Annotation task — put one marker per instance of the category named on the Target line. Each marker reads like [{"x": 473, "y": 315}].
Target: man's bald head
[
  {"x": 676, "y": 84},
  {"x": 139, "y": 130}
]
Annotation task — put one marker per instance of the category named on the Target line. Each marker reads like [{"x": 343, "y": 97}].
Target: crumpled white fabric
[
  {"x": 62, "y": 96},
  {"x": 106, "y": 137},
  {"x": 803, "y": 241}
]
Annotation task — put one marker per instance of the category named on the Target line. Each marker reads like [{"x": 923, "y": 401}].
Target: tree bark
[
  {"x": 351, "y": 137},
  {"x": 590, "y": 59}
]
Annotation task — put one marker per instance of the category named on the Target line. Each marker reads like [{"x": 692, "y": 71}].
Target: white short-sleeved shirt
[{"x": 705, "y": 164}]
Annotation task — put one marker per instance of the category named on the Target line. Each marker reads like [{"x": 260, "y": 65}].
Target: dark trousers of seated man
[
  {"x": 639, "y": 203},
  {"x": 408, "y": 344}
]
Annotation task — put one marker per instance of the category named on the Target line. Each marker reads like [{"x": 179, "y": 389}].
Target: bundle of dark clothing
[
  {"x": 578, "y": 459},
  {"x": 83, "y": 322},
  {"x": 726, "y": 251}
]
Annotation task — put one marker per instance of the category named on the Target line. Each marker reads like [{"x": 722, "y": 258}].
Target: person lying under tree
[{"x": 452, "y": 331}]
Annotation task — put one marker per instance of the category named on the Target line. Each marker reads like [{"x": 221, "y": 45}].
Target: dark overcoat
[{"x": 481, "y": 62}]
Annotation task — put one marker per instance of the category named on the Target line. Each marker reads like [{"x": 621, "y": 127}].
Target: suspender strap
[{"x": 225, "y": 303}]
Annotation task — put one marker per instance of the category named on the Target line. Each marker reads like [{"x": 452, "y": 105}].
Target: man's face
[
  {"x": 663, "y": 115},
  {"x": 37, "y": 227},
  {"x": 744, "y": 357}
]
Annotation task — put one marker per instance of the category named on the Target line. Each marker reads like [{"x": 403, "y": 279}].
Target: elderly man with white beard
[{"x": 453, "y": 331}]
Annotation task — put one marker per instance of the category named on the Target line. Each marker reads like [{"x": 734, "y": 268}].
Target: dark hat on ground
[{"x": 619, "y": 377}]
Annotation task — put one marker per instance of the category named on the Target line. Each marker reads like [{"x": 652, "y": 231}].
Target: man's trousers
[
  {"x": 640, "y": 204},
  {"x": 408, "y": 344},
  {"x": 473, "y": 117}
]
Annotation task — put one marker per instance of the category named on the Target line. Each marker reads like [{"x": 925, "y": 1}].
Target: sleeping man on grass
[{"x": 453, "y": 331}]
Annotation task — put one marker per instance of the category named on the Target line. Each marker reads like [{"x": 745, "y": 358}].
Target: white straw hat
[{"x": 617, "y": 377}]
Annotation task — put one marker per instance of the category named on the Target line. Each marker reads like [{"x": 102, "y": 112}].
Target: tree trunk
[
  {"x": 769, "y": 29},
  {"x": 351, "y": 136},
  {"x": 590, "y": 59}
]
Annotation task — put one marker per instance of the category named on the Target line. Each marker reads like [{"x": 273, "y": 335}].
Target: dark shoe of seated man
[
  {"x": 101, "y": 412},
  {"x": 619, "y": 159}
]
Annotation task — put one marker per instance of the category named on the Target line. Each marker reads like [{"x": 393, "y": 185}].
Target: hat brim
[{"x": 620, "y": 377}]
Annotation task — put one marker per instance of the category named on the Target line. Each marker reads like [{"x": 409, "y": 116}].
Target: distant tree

- - - - - - -

### Aim of the task
Identify each line in the data above that contains the word "tree" and copy those lines out. Treat uppercase and lowercase as different.

### Reply
Target: tree bark
Target: person lying under tree
Target: tree trunk
Target: distant tree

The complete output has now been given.